== BACAAN
Minggu, 11 April 2010

Dan Kartini pun Ikut Terjerat

KARTINI yang tinggal dalam keluarga poligami dibelenggu adat feodal terpaksa harus bertumbuh di tengah-tengah kecemburuan. Ya, kecemburuan istri tua pada selirnya atau sebaliknya, lebih mirip drama cinta segitiga layaknya kisah di sinetron masa kini. Gadis cilik seperti Kartini pun harus belajar menerima diskriminasi secara legawa.
Feodalisme saat itu yang mengajarkan begitu kuatnya perbedaan antara "rumah utama" dengan "rumah luar" tentu bukan hanya sebatas perkara jarak tempat Kartini kecil bermain dan berlari dari satu ruangan ke ruangan yang lain di dalam rumah ayahnya. Namun jarak itu telah bermakna mendalam, yaitu sebagai pembatas yang diciptakan oleh nenek moyangnya. Mau tak mau Kartini kecil harus 'manut' aturan main ini. Kartini pun rela dipisah dari ibu kandungnya dan dibesarkan ayah bersama ibu tirinya.
====
== BARIS DATA
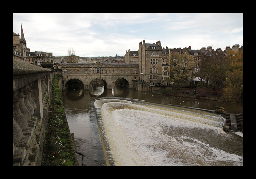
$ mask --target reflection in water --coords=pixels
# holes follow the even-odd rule
[[[91,94],[89,90],[79,91],[76,90],[76,91],[73,90],[73,91],[70,90],[68,92],[66,92],[63,95],[62,99],[65,112],[70,132],[71,133],[75,134],[76,150],[77,152],[83,153],[85,156],[86,157],[84,158],[84,163],[86,164],[87,165],[102,166],[106,165],[100,136],[99,133],[98,123],[96,120],[95,108],[94,107],[94,100],[96,99],[99,99],[102,97],[126,98],[172,105],[183,105],[193,108],[205,109],[212,111],[215,110],[216,106],[222,106],[225,107],[225,110],[228,112],[232,113],[234,111],[234,108],[232,105],[228,105],[222,102],[198,99],[175,97],[170,96],[156,95],[152,93],[151,91],[138,91],[129,89],[125,89],[124,90],[123,89],[119,87],[114,87],[114,88],[113,90],[105,89],[103,93],[99,96]],[[81,92],[81,91],[83,92]],[[132,102],[134,103],[134,102]],[[136,105],[138,104],[137,103],[134,104]],[[154,105],[155,105],[155,104]],[[124,109],[120,109],[120,110],[117,110],[116,112],[113,112],[112,113],[115,113],[114,115],[115,117],[114,118],[115,120],[117,120],[118,119],[122,119],[124,121],[121,121],[122,122],[130,124],[131,123],[131,121],[133,121],[134,120],[132,117],[133,115],[140,115],[144,118],[147,119],[149,118],[148,116],[149,115],[148,114],[151,114],[151,115],[155,116],[154,120],[150,120],[147,122],[144,121],[143,122],[151,124],[150,125],[145,128],[148,129],[148,132],[150,132],[151,129],[154,130],[155,129],[153,129],[155,128],[154,126],[157,128],[157,130],[160,130],[160,128],[159,128],[160,127],[157,127],[157,124],[155,123],[158,122],[160,125],[159,126],[162,126],[161,129],[162,130],[161,133],[157,134],[156,133],[155,135],[162,135],[163,136],[165,136],[166,137],[168,137],[168,136],[171,136],[171,137],[170,137],[170,138],[172,138],[172,140],[176,141],[176,144],[178,146],[179,145],[181,145],[180,146],[182,146],[183,147],[185,147],[188,150],[191,150],[194,151],[195,155],[196,155],[196,152],[198,152],[194,147],[198,145],[198,147],[204,149],[203,150],[206,151],[218,151],[220,153],[222,152],[222,151],[225,151],[222,153],[222,155],[218,154],[218,155],[216,156],[216,157],[218,156],[219,158],[220,157],[230,159],[230,156],[228,155],[228,153],[235,155],[232,157],[235,156],[236,157],[234,158],[236,158],[237,160],[238,164],[234,164],[231,161],[228,162],[228,165],[243,165],[243,162],[241,163],[241,160],[243,160],[241,158],[243,157],[243,138],[242,137],[235,135],[234,133],[230,132],[222,134],[223,130],[221,129],[219,132],[216,132],[216,129],[213,129],[211,128],[205,128],[207,129],[207,130],[203,130],[201,129],[202,128],[192,127],[192,128],[194,128],[193,130],[187,130],[187,127],[179,128],[178,127],[179,125],[176,125],[175,123],[169,123],[168,117],[164,116],[162,117],[162,115],[161,116],[161,117],[160,117],[158,115],[159,114],[157,113],[145,113],[143,111],[139,112],[134,112],[131,111],[132,112],[127,113],[127,112],[122,111]],[[135,110],[133,109],[132,110]],[[136,111],[136,110],[137,110],[135,111]],[[125,116],[122,115],[123,114]],[[128,118],[128,117],[130,116],[131,117]],[[129,119],[130,118],[132,121],[129,121]],[[163,119],[163,120],[160,120],[162,119]],[[141,120],[140,121],[141,121]],[[134,121],[134,122],[135,122],[136,121]],[[116,122],[117,122],[116,121]],[[183,122],[182,123],[184,123]],[[132,124],[132,123],[133,123],[130,124]],[[186,123],[189,124],[188,123]],[[141,122],[140,124],[140,125],[141,126],[145,125],[145,124]],[[121,123],[119,124],[121,124]],[[139,125],[139,124],[136,123],[134,123],[134,125],[135,124],[136,125]],[[184,126],[184,125],[183,127]],[[124,127],[125,127],[125,125],[124,125]],[[128,128],[126,128],[126,130],[128,130],[129,128],[133,127],[129,127],[129,126],[127,124],[126,127]],[[130,129],[131,130],[132,129]],[[146,131],[144,131],[144,130],[146,130],[145,128],[142,128],[140,130],[141,133],[146,132]],[[156,130],[156,132],[157,131]],[[140,131],[138,132],[140,132]],[[134,133],[136,132],[136,131],[133,132]],[[180,134],[183,134],[181,135]],[[154,137],[154,135],[153,133],[150,133],[149,135],[150,135],[150,137]],[[222,136],[223,135],[227,137],[223,137]],[[207,137],[205,137],[205,136],[207,136]],[[228,136],[229,136],[230,138],[231,139],[233,142],[230,142],[230,139],[228,137]],[[218,138],[222,138],[222,140],[215,140]],[[157,139],[158,141],[161,141],[159,140],[160,140],[160,139]],[[166,141],[167,142],[168,141]],[[164,143],[163,144],[164,144],[164,141],[162,141],[161,142],[159,142],[160,143]],[[148,145],[153,145],[154,144],[156,144],[149,143]],[[185,145],[185,146],[183,146],[184,145]],[[227,145],[228,146],[226,147],[225,145]],[[152,147],[151,149],[152,150],[154,149],[153,147]],[[226,148],[223,149],[221,147]],[[163,150],[163,149],[161,149]],[[177,150],[179,150],[179,149]],[[215,153],[213,152],[212,152],[212,153]],[[77,155],[81,166],[82,157],[79,155]],[[239,157],[237,157],[236,155]],[[214,158],[215,157],[214,156],[211,156],[212,157]],[[232,159],[230,159],[230,160],[232,160]],[[96,162],[95,160],[98,162]],[[179,163],[178,159],[176,161],[177,162],[178,162],[177,163],[178,164],[182,163]],[[160,165],[161,163],[163,163],[163,162],[164,163],[164,162],[163,160],[160,163],[156,163],[156,161],[155,165],[157,165],[158,163]],[[181,162],[180,161],[179,162]],[[186,165],[184,164],[185,162],[183,161],[182,162],[183,163],[182,163],[183,164],[180,165]],[[192,162],[188,161],[188,163],[189,162]],[[225,162],[223,164],[226,163],[225,163],[226,162]],[[212,165],[214,165],[213,164],[214,162],[211,161],[210,163]],[[104,164],[100,164],[100,163]],[[220,165],[221,165],[220,163],[219,164]],[[189,165],[188,164],[188,165]],[[204,164],[202,164],[205,165],[208,164],[204,163]]]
====
_PETUNJUK_
**A.** Sunting bacaan tentang Kartini, mulai dari "Feodalisme saat itu" dan terus sampai "bersama ibu tirinya.". Tulis ulang bagian itu dengan "nenek moyangnya" diganti menjadi "leluhurnya".
**B.** Teruskan bacaan tentang Kartini, dimulai sesudah kalimat terakhirnya.

_JAWABAN_
**A.**
Feodalisme saat itu yang mengajarkan begitu kuatnya perbedaan antara "rumah utama" dengan "rumah luar" tentu bukan hanya sebatas perkara jarak tempat Kartini kecil bermain dan berlari dari satu ruangan ke ruangan yang lain di dalam rumah ayahnya. Namun jarak itu telah bermakna mendalam, yaitu sebagai pembatas yang diciptakan oleh leluhurnya. Mau tak mau Kartini kecil harus 'manut' aturan main ini. Kartini pun rela dipisah dari ibu kandungnya dan dibesarkan ayah bersama ibu tirinya.

**B.**
Apakah kerelaan Kartini terpisah dari ibunya lantaran Kartini begitu menghormati dan mencintai ayahnya? Dalam bukunya "Panggil Aku Kartini Saja", Pram menulis: "Orang yang tidak mungkin mau menyakiti hati ayahnya, sengaja atau tidak sengaja, tentulah tidak akan mengiklankan diri sebagai anak selir ataupun anak istri kesekian kepada orang lain, karena bagaimanapun garang ia membela ibunya, sebenarnya ia tidak lain daripada melawan ayahnya sendiri."
Benci sang ayah
Kecintaan sekaligus kebencian pada ayahnya yang berpoligami membawa Kartini pada pilihan akhir. Ya, ironis, ketidaksetujuannya terhadap poligami ayahnya malah membawa Kartini harus pula ikut-ikutan terjerat poligami. Keterpaksaan Kartini dipoligami mungkin sebagai penunjukan rasa hormat dan sayangnya yang teramat besar pada Ngasirah, ibu kandungnya.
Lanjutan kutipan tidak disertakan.